▸ LISTED RECORDS:

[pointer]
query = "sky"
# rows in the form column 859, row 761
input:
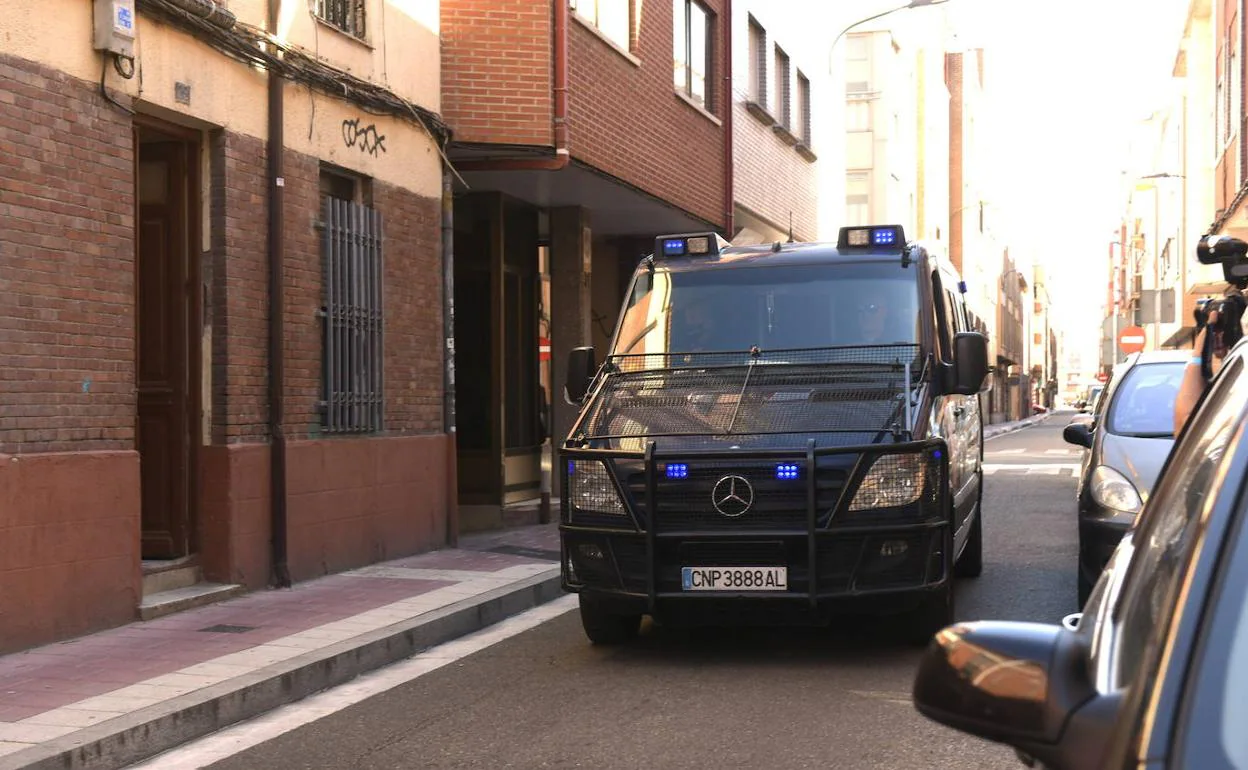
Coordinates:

▸ JOB: Reproduce the records, swapping "Coordinates" for "Points" wherever it occurs and changing nothing else. Leave the pictures out.

▸ FULL RESPONSE:
[pointer]
query = "sky"
# rows in the form column 859, row 761
input:
Points:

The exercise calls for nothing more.